Work to complete: Can you copy out the items below with "indicate" replaced by "mark" everywhere and everything else left unchanged?

Records for the exercise:
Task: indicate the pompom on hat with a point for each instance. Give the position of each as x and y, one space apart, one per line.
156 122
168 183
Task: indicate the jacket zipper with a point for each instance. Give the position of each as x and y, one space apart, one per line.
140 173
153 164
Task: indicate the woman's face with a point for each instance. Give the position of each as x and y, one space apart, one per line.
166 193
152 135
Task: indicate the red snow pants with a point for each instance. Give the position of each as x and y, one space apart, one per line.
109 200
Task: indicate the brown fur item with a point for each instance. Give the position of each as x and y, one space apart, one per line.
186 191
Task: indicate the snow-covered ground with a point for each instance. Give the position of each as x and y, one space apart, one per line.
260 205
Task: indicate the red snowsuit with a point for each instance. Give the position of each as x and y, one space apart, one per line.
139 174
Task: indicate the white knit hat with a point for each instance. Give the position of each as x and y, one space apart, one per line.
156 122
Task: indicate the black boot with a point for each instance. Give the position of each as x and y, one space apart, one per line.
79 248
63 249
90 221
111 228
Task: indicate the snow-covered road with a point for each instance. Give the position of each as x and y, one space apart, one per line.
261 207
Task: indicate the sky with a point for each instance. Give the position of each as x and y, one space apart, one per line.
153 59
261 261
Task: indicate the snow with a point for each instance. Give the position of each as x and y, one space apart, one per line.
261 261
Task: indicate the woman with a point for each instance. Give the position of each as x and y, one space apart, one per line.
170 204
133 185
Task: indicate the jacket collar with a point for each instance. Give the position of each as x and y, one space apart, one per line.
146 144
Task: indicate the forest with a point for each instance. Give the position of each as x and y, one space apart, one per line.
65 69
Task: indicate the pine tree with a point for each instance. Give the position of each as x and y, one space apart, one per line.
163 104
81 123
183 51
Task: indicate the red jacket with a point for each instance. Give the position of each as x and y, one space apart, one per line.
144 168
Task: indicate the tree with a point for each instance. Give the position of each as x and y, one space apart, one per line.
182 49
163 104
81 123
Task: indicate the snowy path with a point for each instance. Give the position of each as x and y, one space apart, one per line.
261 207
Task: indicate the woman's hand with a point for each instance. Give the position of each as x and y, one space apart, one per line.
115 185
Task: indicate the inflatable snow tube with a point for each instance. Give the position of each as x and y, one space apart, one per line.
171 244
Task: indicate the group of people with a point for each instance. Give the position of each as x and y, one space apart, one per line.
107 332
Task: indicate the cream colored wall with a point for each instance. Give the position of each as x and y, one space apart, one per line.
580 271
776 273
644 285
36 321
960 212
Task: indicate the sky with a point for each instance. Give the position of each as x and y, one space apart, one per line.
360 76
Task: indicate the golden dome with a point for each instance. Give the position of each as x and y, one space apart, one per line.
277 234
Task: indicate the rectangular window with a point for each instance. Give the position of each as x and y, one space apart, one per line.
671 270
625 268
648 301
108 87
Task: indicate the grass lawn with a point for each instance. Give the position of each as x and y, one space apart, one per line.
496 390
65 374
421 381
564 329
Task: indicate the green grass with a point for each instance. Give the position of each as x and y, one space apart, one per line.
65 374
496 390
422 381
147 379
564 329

Worked answer:
Task: mark the pompom on hat with a point for each instance. Give the position of each as x and y, one space apart, one per line.
156 122
168 183
Task: mark the jacket zipper with a point for each instance. Give the position of each as x and y, one space apart, one per line.
140 173
153 164
Task: mark the woman's face with a point for each instance. Give the position of each as x and y, one space apart, one per line.
166 193
152 135
Task: mark the red snow pants with a point for each instance. Give the position of each as x and y, one space apart, one per line.
109 200
Task: mark the brown fur item with a point for each instance. Give the position of each as x and y, one space apart, one per line.
186 191
Task: mark the snow-covered ground with a point for each instance. Give the position of each as x and y, one space apart, one per line.
260 205
Task: mark the red snowsuit with a point for each instance. Give the position of each as x and y, one space apart, one per line.
139 174
Task: mark the white knit hat with a point for each instance. Give the position of each as x and y, one space apart, one per line.
156 122
Task: mark the black boot with a point for each instance. Give the position of each as x and y, one space apart, one per line.
79 248
63 249
90 221
111 228
Task: mark the snow-covered road with a point for each instance. Give the position of each as x and y, one space apart, one per line.
261 207
Task: mark the sky with a point for each instance. Give the position of each as x and y, one space apart, one per line.
153 59
261 261
Task: mark the snow with a point for each instance. Give the position of each as x and y, one space apart, one per line.
261 261
Task: mark the woman with a point for each instance. Give the position of each as x and y, one space apart, one per line.
170 204
133 185
Task: mark the jacket collar with a point for each instance. Give the position of each as x and y, one space apart, one per line.
146 144
Task: mark the forest with a point for each instance. Give the position of each as x and y, one space apart, one per line.
65 69
Task: mark the pine tree with a point for each instance. Give the position of each as x and y, one space apart, one per line.
163 104
81 123
183 51
Task: mark the red jacket with a point for each instance. Give the position of each as x and y, one space apart, one per line.
144 168
Task: mark the tree with a point for each instance. Give the position of each as x and y, one space apart, one per line.
182 49
163 104
81 123
Task: mark the snowy path with a point for each instance. Give the position of each as x and y, one space apart, one per line.
261 207
Task: mark the woman's hand with a point for each instance. Give the position of each as x and y, one space apart, one per line.
115 185
Task: mark the inflatable snow tube with a point for each instance. Give the position of each as x and y, one space apart, one per line.
171 244
Task: mark the group of people with a point for each instance. Give the position of each as x and y, one space apart, one per line.
107 332
Task: mark the cream colored wall with a point for each instance. Give the position of each as x and y, one space apart, one per line.
580 271
776 273
644 285
36 321
960 212
Task: mark the sky with a point for each instance. Give the position of each as x and y, one space apart, one per line.
360 76
Task: mark the golden dome with a point for each instance. Give the position of each as x and y, one space apart, one per line.
277 234
Task: mark the rectangular window with a point for each instance. Give the position of each as x and y, one space apart, one per line.
671 270
625 268
648 301
108 87
Task: mark the grass lawn with a point for each instance. Give the position of each as x and y, one space apart, one per line.
496 390
65 374
421 381
564 329
Task: mark the green grass with a point for each instance. Give the position of each as x and y, one space apart, one per line.
65 374
496 390
422 381
147 379
564 329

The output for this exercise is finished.